Robert Foley, Editor of The Kimball Union Alumni Bulletin, wrote in his 1968 Alumni Profile, Dana Stone ’58, that Dana had decided he wanted to go to Vietnam himself and work with a news agent as a photographer. First, he had to find a newspaper to represent him in order to attain State Department approval for a passport. He came home to Vermont and convinced Stephen Taylor, Managing Editor of the Valley News, to write a general letter of introduction for him as a photojournalist to give to the authorities in Vietnam.
While in Vermont, Dana visited with his family. They would never see him again. With papers in hand, Dana flew to Tokyo where he bought more camera equipment and then on to Saigon. Paul Sheff wrote in his 1988 article that Dana convinced a sympathetic Army colonel “to agree with him that there was no real background one could have to become a combat photographer” and was thus given permission to work in Vietnam.
Left: Dana wrote on the back of this photograph, “Am wet and cold (or hot and thirsty) confused and scared and generally in someone’s way. All because an aunt and uncle of mine thought I should have a camera 7 years ago. Things are better for me now than they have ever been before and I am grateful for the start you gave me in something I would never have undertaken myself.” Below Left: Dana with his wife Louise whom he married a year and a half after arriving in Vietnam. Below right: Sean and Dana about to leave for Cambodia on April 6, 1970.
“Dana was the man in motion, he just couldn’t slow himself down. He was the smallest man on the trail, but his engines would drive him up it as though the incline ran the other way.” –Dispatches by Michael Herr
Dana’s first day in Vietnam was an immediate shock to him. In a recording, he reported that, “The group I was with executed someone right in front of me the first day I was with them. No reason, just shot him…really stupid….” His sister Bobby told us, he didn’t like being in a war and wanted to come home, but he didn’t have the money to leave as he wasn’t being paid much for his photographs at that time. Except for the time he was able to spend with his wife in their home in Danang, his life for the next four years was one of war with all its horrors, as brutal as his photographs portray.
Paul Sheff wrote, “Dana covered all of the big stories of the war. He brought Louise with him during the early days of the Tet Offensive. From their home in Danang, she and Dana rode about on his motorcycle, passing through withering crossfires and scenes of carnage. …Dana went up to Hue, where he was one of the first photographers to get in and out of the city. …His photographs of American Marines ransacking the beautiful villas of Hue were published around the world.”

________

TASKS AND EXERCISES:
a – Shorten the paragraph of the passage about Dana Stone that opens with "Robert Foley, Editor of" to two or three sentences while keeping its main facts.
b – Extend the passage about Dana Stone, picking up right after its final sentence.

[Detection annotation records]
________

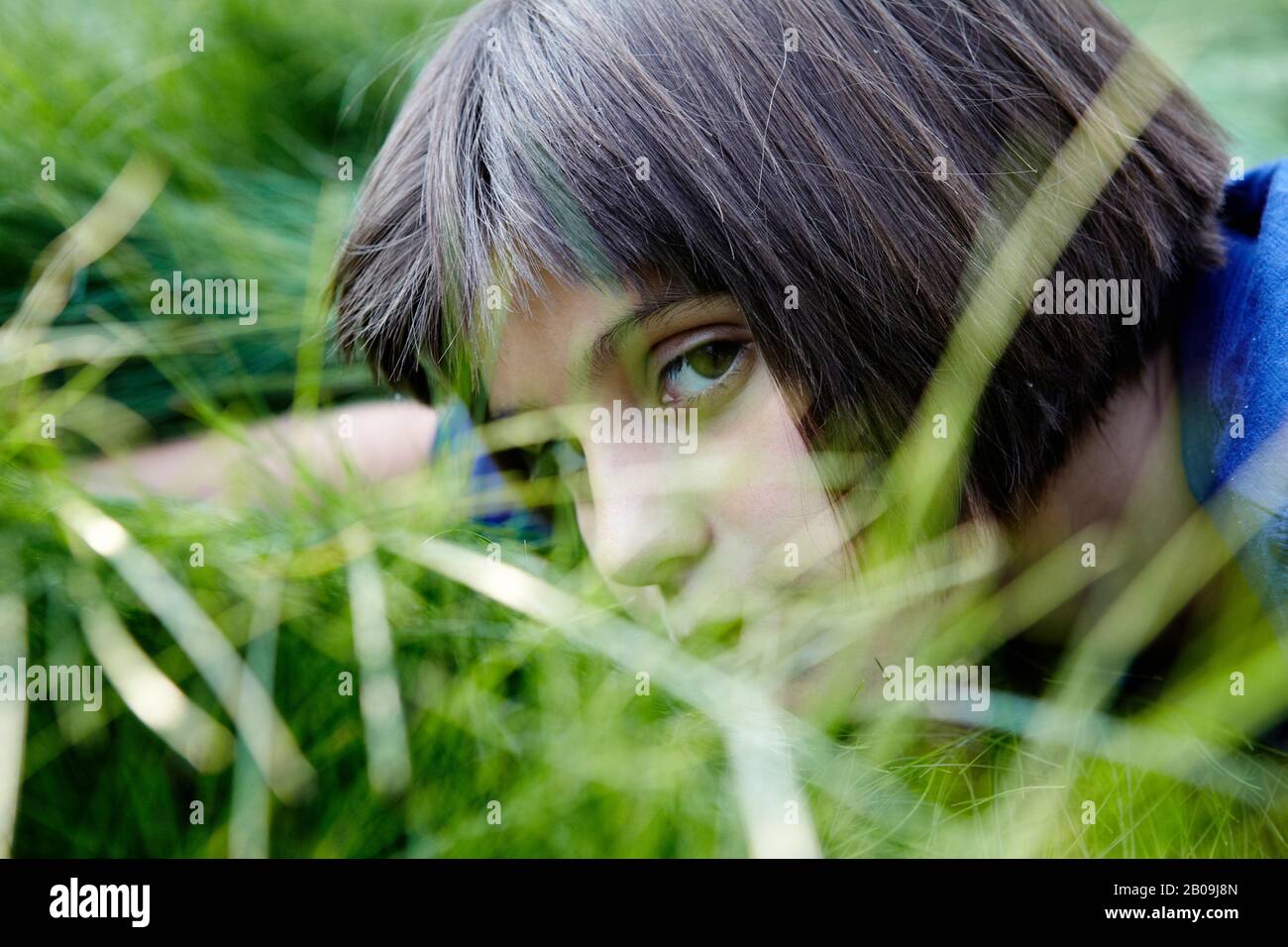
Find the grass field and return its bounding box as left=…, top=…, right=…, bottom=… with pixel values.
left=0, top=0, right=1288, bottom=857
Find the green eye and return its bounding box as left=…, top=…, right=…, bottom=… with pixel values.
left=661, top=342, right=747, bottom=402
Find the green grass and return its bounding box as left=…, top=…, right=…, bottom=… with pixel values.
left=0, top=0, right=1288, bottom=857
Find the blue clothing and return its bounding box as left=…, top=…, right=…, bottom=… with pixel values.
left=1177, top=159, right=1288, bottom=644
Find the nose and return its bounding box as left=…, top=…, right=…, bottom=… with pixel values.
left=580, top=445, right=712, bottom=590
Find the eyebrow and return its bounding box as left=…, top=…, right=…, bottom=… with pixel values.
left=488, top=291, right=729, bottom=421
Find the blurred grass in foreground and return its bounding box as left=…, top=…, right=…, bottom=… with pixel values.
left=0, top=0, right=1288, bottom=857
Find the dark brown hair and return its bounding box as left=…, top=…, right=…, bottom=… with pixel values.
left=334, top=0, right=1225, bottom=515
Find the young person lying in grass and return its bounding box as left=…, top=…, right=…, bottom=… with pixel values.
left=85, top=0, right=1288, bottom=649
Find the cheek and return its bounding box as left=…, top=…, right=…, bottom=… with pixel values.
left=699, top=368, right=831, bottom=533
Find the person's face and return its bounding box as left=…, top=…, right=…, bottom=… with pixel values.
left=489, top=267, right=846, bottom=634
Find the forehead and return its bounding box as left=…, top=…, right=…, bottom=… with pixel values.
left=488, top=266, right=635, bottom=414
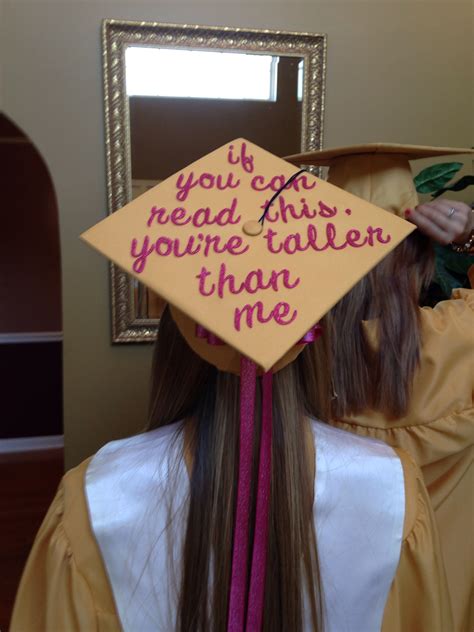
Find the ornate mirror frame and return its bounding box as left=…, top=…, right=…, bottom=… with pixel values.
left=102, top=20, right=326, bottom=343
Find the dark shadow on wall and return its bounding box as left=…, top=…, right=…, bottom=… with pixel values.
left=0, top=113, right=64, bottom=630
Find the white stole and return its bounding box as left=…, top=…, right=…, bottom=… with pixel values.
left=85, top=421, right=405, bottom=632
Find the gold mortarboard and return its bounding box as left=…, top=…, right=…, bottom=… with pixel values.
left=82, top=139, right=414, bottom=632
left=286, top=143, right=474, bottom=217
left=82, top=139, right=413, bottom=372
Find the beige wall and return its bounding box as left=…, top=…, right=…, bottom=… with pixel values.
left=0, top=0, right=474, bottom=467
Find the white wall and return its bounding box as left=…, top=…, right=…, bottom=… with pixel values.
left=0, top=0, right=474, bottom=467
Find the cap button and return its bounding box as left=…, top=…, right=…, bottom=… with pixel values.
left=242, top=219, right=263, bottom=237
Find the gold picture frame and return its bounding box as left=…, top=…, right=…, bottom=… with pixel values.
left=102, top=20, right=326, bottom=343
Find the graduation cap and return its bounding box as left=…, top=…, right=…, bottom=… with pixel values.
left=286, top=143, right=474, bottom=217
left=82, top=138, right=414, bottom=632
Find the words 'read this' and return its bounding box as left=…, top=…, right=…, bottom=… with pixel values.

________

WRITTEN ANSWERS:
a – In his 1968 Alumni Profile of Dana Stone ’58 for The Kimball Union Alumni Bulletin, editor Robert Foley wrote that Dana decided to go to Vietnam himself and work with a news agent as a photographer. Because he needed a newspaper to represent him before the State Department would approve a passport, Dana returned to Vermont and persuaded Stephen Taylor, managing editor of the Valley News, to write a general letter introducing him to the authorities in Vietnam as a photojournalist.

b –
Left: A child eating a U.S. soldier’s rations. Center and Right: In the midst of war, soldiers care for Vietnamese children. Below Left: Injured soldier being carried away from danger.
In a taped message to his parents, Dana commented, “When I first came here, they said, ‘We can’t pull out of here, we got 3,000 men killed.’ Now they’re saying the same thing, only its about 13,000 killed. I hope ten years from now they’re not going to say they’ve got 80,000 killed.’” – Paul Sheff 1988 article
The Dana Stone Photography Room in Flickinger Arts Center was dedicated at Reunion on June 15, 1991 and, at the same time, some of Dana’s war photographs were exhibited in the Taylor Gallery. With the new series, Vietnam, by Ken Burns and his partner Lynn Novick recently aired on PBS television, this seems an appropriate time to honor Dana’s work. A display of many of his photographs may be seen in the lobby display cabinets of the KUA Library in Miller Bicentennial Hall from October 3 to November 6. Dana’s 1958 classmates will celebrate their sixtieth Reunion this spring and more of his work will be on display at that time. If you would like to read more about Dana’s life in Vietnam, you will find a link here to the KuAlumni magazine, Spring 1988 article that was written about him, Dana Stone ’58 “One of the Missing” Remembered. However, please note that since the time that article was published, new information has become available regarding the disappearance of Dana Stone and Sean Flynn which is not accurately reflected in the article. As new information surfaces with respect to the ongoing search for Dana, we will share them with the KUA community.
Left: Dana’s photograph was used on the front cover of TIME, October 6, 1967. Right: Dana often wrote notes on the backs of his negative envelopes to explain its contents.This one says, “mortar attack on army motor pool near Tan Son Nhat ambush– wrecked truck, car, office, etc. man with torn pants being interviewed by tv is PFC Richard Santo, Detroit, Mich. who was a guard on duty and was
thrown down by first round.”
Left: On the back of this photograph, Dana wrote, “One luna-six, one tape recorder & boucoup film – under water – camera still dry tho –”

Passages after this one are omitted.